*EXERCISE PROMPT:* Repeat the data. Keep each line identical.

_ _ _ _

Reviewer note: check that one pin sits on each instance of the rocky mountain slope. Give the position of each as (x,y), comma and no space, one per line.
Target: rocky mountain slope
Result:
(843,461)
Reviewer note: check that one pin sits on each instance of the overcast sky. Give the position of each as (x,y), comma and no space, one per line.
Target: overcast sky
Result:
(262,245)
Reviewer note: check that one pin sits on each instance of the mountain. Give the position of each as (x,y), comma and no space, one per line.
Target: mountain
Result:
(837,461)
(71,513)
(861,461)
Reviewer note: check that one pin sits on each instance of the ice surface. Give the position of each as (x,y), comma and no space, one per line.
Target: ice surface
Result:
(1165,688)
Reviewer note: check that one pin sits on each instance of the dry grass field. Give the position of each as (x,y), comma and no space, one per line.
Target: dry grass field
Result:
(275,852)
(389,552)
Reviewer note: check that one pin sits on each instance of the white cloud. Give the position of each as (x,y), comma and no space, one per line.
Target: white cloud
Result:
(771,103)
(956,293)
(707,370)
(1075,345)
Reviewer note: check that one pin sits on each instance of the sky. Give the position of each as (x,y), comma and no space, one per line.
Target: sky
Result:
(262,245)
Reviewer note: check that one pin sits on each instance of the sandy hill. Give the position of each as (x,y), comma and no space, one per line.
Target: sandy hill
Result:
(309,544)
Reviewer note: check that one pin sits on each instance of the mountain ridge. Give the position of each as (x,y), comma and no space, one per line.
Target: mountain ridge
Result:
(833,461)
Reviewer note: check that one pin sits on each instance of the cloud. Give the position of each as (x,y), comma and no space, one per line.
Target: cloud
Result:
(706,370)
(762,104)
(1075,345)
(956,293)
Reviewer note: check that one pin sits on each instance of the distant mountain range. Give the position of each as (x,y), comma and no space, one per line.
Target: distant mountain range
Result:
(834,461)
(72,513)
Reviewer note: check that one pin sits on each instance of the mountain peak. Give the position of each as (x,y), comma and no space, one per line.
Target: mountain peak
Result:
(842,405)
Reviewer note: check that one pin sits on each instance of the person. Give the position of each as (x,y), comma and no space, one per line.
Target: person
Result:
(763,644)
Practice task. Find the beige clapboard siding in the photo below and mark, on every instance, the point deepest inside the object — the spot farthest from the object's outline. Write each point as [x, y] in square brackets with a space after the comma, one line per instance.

_ _ _ _

*TASK RESPONSE:*
Reviewer note: check that one pin sits on each instance of the rocky mountain slope. Give the position of each as (x,y), comma and no space, one per line.
Target: rocky mountain slope
Result:
(843,461)
Reviewer note: check that one pin sits on each instance of the overcast sky. Give the position of each as (x,y), comma and no space, one per line.
Target: overcast sky
Result:
(262,245)
Reviewer note: check that one pin sits on each instance of the mountain. Give the position of each as (x,y), comma and no space, one per line.
Target: mountain
Result:
(837,461)
(71,513)
(861,461)
Reviewer note: check that one pin sits on each instance of the ice surface. Give the position of each as (x,y), comma and no space, one per line.
Target: ice surface
Result:
(1165,688)
Reviewer note: check that one pin sits on each instance of the dry grass field. Give the position of each as (x,y), comma and no space, one per line.
Target: dry grass field
Result:
(275,852)
(389,552)
Reviewer note: check that one pin sits on each instance of the white cloud. Give the position of each as (x,y), comma and no space, one per line.
Target: white cloud
Result:
(771,103)
(956,293)
(707,370)
(1075,345)
Reviewer note: check that one pin sits on each instance of the sky. Give the position of each as (x,y), comma and no space, one per line.
Target: sky
Result:
(262,245)
Reviewer note: check that one pin sits on each instance of the sandy hill. Give the position of each as (x,y), comma and no space, one per line.
Target: sandy hill
Result:
(309,544)
Reviewer note: check that one pin sits on each instance of the mountain ridge. Give the position of each as (x,y), comma and no space, one per line.
Target: mountain ridge
Result:
(833,461)
Reviewer note: check that one pin sits on each instance of the cloud. Give the position of each as (x,y), comma and no space, one per line.
Target: cloud
Result:
(706,370)
(762,104)
(1075,345)
(956,293)
Reviewer note: check that one pin sits on each instance of the distant mountain range. Give the position of each as (x,y), comma and no space, one per line.
Target: distant mountain range
Result:
(834,461)
(72,513)
Reviewer note: check that one pin sits on each instance of the mountain peak. Give the position of each as (x,y), comma and no space, one per line.
Target: mountain peak
Result:
(842,405)
Reviewer note: check that one pin sits on each instance of the person. Give the position of each as (x,y), comma and no space, one per line.
Target: person
Result:
(763,644)
Practice task. Find the beige clapboard siding in the photo below and mark, on every instance, the point deepest inside the object — the spot farthest from the object's outline. Write each point as [x, y] in square brackets with a space after the comma, one line per instance.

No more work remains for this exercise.